* [Consignes]:
1) D'après la dépêche sur Napoléon et la paix, quelle armée doit venir à l'appui de toute négociation, et où doit-elle être établie ?
2) Rédigez la suite de la dépêche sur Napoléon et la paix, à partir de sa dernière phrase.

* [Document]:
10 J'ai retrouvé partout les traces de la marche de l'esprit public et de celui de l'Empereur que le Comte de Bubna et M. le Chevalier de Floret ont eu soin de dépeindre dans leurs rapports avec une fidélité qui fait preuve de leur jugement autant que de leur zèle.

2o L'Empereur a été rassuré par mon arrivée à Paris. Il ne craint rien autant qu'une rupture avec l'Autriche: il sent que la suite nécessaire en seroit une guerre, dont la fin est difficile à prévoir. Cette crainte de déplaire à notre auguste souverain se manifeste de toutes les manières. D'abord il prétend que l'on se persuade que la paix est l'objet de ses voeux les plus chers. Malgré la manière violente, dont le Duc de Bassano s'est expliqué vis-à-vis de M. de Floret lors de la défection de la Prusse, on ne me parle plus qu' avec la plus grande modération de cette puissance depuis le moment où j'ai déclaré que l'Empereur mon maître s'intéressoit particulièrement à sa conservation. A l'audience l'Empereur mesuroit soigneusement toutes ses expressions, quand il voulut me dire, qu'en employant des moyens suffisans, nous aurions pu empêcher la Prusse de changer de système, et qu' il ne tenoit encore qu'à nous de donner la loi à la Russie.

30 L'Empereur voit le danger qu'il court en perdant une bataille: il sent que l'esprit de ses armées seroit alors difficile à remonter; que la France, habituée à voir réfluer dans son sein les richesses des autres nations, ne supporteroit pas les charges d'une guerre, dont elle payeroit désormais les frais à elle seule. C'est ces considérations qui font désirer à l'Empereur une paix, telle qu'il croit pouvoir la signer sans perdre l'estime de la nation française, quoiqu'il soit pleinement convaincu dans l'intérieur de son âme qu' il battra les armées ennemies, et qu'il brûle d'envie de se venger des pertes immenses qu'il ne peut attribuer cependant qu'à ses propres fautes.

40 Il est impossible de juger, quelles seroient les conditions de paix que Napoléon trouveroit convenables; mais je ne puis m'empêcher de croire qu'à la tête de son armée (car il tient à ce que l'Europe sache qu'elle existe), avant une bataille même, il sera moins difficile qu'on ne le croiroit peut-être, si l'Angleterre fait des propositions acceptables. Pour faire des sacrifices sur le continent, il voudra, pour se justifier et sauver sa gloire vis-à-vis de la France, faire valoir les avantages maritimes et commerciaux. Une paix continentale sera difficile à obtenir autrement, que très-défavorable.

Il est essentiel au reste, qu'une armée de 80,000 Autrichiens, établie sur la frontière de la Bohême, vienne à l'appui de toute négociation. C'est de la prompte formation de cette armée, que dépend, à mon avis, le sort de l'Autriche et de toute l'Europe. Chaque moment est précieux, et je suis bien persuadé que, pénétré de cette grande vérité, vous voudrez bien, Monsieur le Comte, fixer l'attention de notre auguste souverain sur cet objet important, afin de prévenir des retards, qui ne sauroient avoir que les suites les plus funestes.

* [Jeu d'enregistrements]:

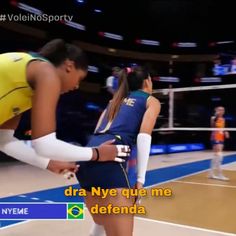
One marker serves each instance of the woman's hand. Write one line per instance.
(138, 186)
(68, 169)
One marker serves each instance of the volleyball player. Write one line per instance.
(36, 82)
(129, 118)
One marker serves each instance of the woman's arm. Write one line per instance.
(144, 137)
(100, 120)
(47, 89)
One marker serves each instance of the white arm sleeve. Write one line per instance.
(143, 152)
(19, 150)
(55, 149)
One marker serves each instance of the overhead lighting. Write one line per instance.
(166, 79)
(97, 10)
(148, 42)
(224, 42)
(210, 80)
(185, 45)
(93, 69)
(175, 56)
(110, 35)
(113, 50)
(80, 1)
(74, 25)
(30, 9)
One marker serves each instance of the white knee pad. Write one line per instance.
(97, 230)
(19, 150)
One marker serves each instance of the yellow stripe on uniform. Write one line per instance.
(15, 92)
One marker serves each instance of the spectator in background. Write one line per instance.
(112, 82)
(217, 140)
(232, 69)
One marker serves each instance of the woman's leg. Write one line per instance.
(114, 224)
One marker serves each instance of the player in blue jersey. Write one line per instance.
(129, 119)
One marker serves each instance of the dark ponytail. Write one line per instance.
(131, 79)
(57, 51)
(119, 96)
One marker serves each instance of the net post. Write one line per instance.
(171, 108)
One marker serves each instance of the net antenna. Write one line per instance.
(171, 93)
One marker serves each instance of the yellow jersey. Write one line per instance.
(15, 92)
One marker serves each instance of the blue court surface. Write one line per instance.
(153, 177)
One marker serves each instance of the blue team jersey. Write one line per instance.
(127, 122)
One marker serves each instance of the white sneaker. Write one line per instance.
(212, 176)
(223, 178)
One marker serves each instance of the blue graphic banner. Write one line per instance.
(40, 211)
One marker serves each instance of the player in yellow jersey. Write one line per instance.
(36, 82)
(217, 139)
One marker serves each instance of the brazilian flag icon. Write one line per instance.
(75, 211)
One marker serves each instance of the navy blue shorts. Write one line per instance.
(106, 175)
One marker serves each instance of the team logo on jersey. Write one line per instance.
(75, 211)
(16, 111)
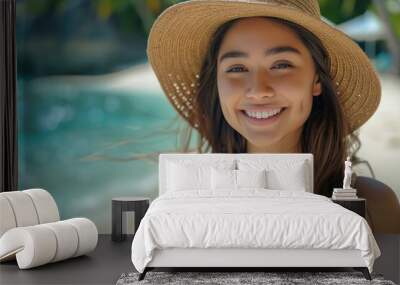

* [Résultats dans l'ordre]:
1) Une armée de 80,000 Autrichiens, établie sur la frontière de la Bohême.

2)
50 L'Empereur précipite son voyage, comptant sur l'effet que produira sur tous les esprits et sur l'ennemi même sa prompte apparition dans les forêts de la Thuringe, à la tête d'une armée de plus de 220,000 hommes, à une époque où on ne le croyoit plus capable de présenter la bataille avant trois ou quatre mois.

6o I propose un armistice pour essayer de conclure une paix: on est donc en droit de supposer qu'il cherche à gagner du temps; mais il n'en est pas moins vrai; que tous les renforts que Napoléon attend au delà des forces considérables qu'il est déjà parvenu à réunir en Allemagne, ne peuvent être activés que dans deux ou trois mois, tandis qu'il ne faut que peu de semaines aux armées russes et prussiennes, pour se faire joindre par des réserves et des troupes nouvellement organisées.

Les principales raisons qui semblent engager l'Empereur à désirer un armistice, sont, à ce qu'il paroît, d'abord l'idée de vouloir essayer à faire la paix encore avant de courir les chances d'une nouvelle campagne, et puis celle de gagner le temps nécessaire, pour organiser les moyens destinés à terrorifier le Nord de l'Allemagne.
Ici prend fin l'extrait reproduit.